start DATA SHOWN

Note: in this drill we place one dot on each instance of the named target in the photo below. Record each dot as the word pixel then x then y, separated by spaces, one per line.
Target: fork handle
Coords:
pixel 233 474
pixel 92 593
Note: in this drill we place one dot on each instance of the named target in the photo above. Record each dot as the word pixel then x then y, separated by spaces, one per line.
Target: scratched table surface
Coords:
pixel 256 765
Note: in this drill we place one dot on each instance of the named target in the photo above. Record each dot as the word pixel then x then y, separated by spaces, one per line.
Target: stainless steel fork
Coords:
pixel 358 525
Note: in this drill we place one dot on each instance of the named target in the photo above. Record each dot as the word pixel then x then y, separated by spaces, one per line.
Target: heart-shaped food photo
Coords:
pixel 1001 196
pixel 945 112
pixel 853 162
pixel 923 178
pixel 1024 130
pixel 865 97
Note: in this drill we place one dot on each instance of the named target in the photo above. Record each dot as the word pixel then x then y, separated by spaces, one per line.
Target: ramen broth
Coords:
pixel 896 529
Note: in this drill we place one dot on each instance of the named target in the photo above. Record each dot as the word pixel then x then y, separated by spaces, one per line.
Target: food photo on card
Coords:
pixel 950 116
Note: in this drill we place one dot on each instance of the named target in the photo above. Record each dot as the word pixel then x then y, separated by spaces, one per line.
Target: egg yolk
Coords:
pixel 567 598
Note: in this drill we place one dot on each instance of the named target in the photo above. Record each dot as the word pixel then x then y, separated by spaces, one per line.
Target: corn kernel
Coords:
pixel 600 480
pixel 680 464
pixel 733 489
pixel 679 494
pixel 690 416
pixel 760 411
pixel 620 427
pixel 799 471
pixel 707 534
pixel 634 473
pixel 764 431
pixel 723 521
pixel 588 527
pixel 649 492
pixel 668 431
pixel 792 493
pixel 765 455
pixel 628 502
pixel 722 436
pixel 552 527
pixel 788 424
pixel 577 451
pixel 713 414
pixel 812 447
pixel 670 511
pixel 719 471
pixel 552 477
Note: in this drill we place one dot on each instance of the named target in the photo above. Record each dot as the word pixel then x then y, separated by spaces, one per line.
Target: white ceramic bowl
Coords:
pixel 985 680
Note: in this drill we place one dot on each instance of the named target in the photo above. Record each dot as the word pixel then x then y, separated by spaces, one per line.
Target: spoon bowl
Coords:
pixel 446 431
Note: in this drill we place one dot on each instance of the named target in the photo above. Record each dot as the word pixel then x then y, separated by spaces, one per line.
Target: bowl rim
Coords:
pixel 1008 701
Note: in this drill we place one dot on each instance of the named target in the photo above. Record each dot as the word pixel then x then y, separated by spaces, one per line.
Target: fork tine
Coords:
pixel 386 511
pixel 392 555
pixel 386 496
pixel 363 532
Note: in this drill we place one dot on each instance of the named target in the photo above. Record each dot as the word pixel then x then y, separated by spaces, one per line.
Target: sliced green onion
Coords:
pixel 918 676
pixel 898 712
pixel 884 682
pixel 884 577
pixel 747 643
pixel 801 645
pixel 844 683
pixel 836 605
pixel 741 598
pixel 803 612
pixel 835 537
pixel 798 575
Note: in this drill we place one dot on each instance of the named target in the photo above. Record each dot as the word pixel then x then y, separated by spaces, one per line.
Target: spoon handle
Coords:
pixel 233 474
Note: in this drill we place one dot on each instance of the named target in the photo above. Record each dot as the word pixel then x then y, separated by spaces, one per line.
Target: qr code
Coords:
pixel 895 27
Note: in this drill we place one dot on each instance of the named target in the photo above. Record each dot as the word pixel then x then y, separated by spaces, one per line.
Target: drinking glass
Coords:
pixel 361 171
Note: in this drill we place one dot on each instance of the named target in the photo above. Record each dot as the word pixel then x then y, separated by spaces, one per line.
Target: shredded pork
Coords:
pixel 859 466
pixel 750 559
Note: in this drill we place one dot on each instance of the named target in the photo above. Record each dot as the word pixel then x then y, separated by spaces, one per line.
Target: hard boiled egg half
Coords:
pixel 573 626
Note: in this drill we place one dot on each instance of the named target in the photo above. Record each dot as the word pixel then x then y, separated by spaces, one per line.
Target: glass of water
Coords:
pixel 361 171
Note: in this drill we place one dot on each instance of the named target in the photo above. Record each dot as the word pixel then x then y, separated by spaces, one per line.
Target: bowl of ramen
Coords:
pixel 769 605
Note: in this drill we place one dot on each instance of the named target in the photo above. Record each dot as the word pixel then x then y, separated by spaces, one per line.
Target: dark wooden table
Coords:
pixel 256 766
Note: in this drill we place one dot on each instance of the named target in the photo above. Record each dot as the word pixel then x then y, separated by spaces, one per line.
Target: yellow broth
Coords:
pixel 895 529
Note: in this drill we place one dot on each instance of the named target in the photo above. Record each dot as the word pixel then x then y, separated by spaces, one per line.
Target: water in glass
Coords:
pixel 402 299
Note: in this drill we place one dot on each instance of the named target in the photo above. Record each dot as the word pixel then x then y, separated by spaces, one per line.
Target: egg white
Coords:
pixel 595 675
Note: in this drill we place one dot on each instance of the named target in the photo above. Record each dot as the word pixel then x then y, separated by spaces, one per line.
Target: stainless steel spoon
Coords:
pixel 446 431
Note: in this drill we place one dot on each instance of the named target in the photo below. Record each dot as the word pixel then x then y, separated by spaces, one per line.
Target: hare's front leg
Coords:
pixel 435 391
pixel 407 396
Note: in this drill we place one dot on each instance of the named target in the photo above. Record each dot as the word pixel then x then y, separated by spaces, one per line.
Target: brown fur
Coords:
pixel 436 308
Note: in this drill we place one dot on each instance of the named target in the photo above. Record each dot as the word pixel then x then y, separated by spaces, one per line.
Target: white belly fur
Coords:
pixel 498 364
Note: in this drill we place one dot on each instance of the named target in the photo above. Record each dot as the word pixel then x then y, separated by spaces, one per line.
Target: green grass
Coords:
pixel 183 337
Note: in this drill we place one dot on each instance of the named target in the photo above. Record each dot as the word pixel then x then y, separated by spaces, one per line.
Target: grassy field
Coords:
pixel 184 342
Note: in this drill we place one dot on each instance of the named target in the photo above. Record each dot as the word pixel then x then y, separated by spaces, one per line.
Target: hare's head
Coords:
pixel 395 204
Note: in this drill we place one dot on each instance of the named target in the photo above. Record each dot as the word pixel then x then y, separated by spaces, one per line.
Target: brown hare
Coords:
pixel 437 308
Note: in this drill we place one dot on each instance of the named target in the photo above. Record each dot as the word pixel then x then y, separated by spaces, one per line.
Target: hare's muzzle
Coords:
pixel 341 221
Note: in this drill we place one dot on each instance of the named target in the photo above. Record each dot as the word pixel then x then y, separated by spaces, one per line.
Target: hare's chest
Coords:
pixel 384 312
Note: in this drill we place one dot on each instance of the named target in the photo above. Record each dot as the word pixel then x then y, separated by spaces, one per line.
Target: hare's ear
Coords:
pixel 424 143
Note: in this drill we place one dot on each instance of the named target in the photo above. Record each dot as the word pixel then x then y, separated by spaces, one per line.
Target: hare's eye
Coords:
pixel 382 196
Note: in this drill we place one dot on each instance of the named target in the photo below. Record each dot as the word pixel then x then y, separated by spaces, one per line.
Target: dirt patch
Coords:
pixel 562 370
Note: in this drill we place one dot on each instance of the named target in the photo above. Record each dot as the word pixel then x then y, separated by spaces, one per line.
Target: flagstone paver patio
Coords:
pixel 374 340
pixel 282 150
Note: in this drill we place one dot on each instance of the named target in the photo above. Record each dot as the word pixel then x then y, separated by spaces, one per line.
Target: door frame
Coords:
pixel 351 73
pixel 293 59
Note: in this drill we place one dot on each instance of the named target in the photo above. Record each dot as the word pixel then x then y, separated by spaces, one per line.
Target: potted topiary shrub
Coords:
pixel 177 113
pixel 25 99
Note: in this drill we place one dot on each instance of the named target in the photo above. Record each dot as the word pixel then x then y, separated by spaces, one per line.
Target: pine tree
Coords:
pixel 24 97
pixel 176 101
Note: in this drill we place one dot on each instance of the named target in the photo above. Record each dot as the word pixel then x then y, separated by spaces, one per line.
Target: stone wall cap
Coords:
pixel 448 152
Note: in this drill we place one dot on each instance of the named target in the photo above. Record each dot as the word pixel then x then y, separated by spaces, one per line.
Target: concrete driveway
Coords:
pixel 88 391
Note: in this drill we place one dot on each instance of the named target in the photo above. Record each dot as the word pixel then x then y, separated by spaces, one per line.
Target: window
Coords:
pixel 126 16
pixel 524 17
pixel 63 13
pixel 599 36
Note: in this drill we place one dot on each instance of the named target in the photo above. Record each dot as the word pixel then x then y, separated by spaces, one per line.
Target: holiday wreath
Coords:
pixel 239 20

end DATA SHOWN

WHAT THE TASK ASKS: Please pull out each line above that contains the word "handle" and copy every one unchanged.

OUTPUT OF THE TASK:
Target: fork handle
Target: spoon handle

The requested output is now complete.